## Source material

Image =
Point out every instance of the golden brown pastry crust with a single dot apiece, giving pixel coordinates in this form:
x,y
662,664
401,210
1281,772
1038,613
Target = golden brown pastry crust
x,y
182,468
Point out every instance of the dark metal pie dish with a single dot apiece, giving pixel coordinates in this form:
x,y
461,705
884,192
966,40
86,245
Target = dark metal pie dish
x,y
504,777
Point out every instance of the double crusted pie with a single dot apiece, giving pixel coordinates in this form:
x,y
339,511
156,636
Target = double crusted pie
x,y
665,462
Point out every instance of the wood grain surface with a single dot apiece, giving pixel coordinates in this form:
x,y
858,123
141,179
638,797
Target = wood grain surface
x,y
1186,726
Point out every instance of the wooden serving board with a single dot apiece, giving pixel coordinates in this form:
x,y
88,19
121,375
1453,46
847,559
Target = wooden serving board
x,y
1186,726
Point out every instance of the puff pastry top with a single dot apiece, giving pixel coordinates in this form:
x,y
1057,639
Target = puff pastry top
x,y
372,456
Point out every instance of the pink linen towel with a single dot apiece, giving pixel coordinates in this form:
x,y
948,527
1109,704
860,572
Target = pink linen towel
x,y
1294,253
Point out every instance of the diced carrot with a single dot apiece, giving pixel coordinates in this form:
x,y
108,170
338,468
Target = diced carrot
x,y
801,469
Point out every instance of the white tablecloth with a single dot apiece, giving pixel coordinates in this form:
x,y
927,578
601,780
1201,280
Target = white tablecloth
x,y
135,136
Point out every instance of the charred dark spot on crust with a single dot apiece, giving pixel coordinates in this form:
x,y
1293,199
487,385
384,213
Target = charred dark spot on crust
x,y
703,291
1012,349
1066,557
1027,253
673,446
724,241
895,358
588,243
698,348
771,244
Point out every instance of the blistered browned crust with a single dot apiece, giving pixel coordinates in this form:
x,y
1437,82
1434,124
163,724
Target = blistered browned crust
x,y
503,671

## Required task
Recast all the items above as one numbered list, one line per number, omitting blank lines.

## Solution
1. Image =
2. Point out every instance of the golden brown pastry crust with a single dot apiece, giving pixel coordinates in this form:
3. x,y
4. 662,664
5. 401,210
6. 1281,772
7. 1038,613
8. Target = golden brown pastry crust
9. x,y
10. 182,468
11. Point out every instance of the dark metal pie dish with a single dot apiece, giving pixel coordinates in this form:
12. x,y
13. 461,705
14. 884,192
15. 966,40
16. 86,245
17. Target = dark metal pie dish
18. x,y
19. 504,777
20. Point out every instance of the double crusted pie with a single dot apiece, giving pixel coordinates in this form:
21. x,y
22. 339,511
23. 156,636
24. Target = double crusted pie
25. x,y
26. 665,462
27. Point out every instance of the wood grain surface with a single dot apiece, giving pixel coordinates in this form:
28. x,y
29. 858,123
30. 141,179
31. 638,797
32. Target = wood grain surface
33. x,y
34. 1186,726
35. Point out every instance of the wooden serving board with a single dot apiece, giving pixel coordinates in this form:
36. x,y
37. 88,19
38. 121,375
39. 1453,46
40. 847,559
41. Target = wooden serving board
42. x,y
43. 1186,726
44. Point out every instance of the puff pastry top with a single dot apiece, giving pixel coordinates in this form:
45. x,y
46. 1057,639
47. Target = puff pastry top
48. x,y
49. 372,456
50. Point out every instance of the pink linen towel with a single dot apiece, giving pixel coordinates in this form:
51. x,y
52. 948,527
53. 1109,704
54. 860,572
55. Target = pink linen towel
56. x,y
57. 1294,253
58. Point out every instance of the diced carrot with a single dot apiece, giving pixel coordinates in this form:
59. x,y
60. 108,170
61. 338,468
62. Target = diced carrot
63. x,y
64. 801,469
65. Point out every instance of the white tablecloth with a single dot apiece, giving pixel coordinates in this form:
66. x,y
67. 927,578
68. 601,780
69. 1201,280
70. Target = white tablecloth
71. x,y
72. 135,136
73. Point out every instance of the charred dark spot on crust with a single dot apiece, giving pixel coordinates in this form:
74. x,y
75. 1293,199
76. 487,385
77. 384,213
78. Target = charred dark spot on crust
79. x,y
80. 703,291
81. 1012,349
82. 1066,557
83. 1027,253
84. 673,446
85. 724,241
86. 895,358
87. 588,243
88. 698,348
89. 771,244
90. Point out every instance of the blistered browned crust with a single dot apiece, giving pixel coordinates in this form:
91. x,y
92. 1437,82
93. 1434,124
94. 163,724
95. Target = blistered browned crust
96. x,y
97. 503,671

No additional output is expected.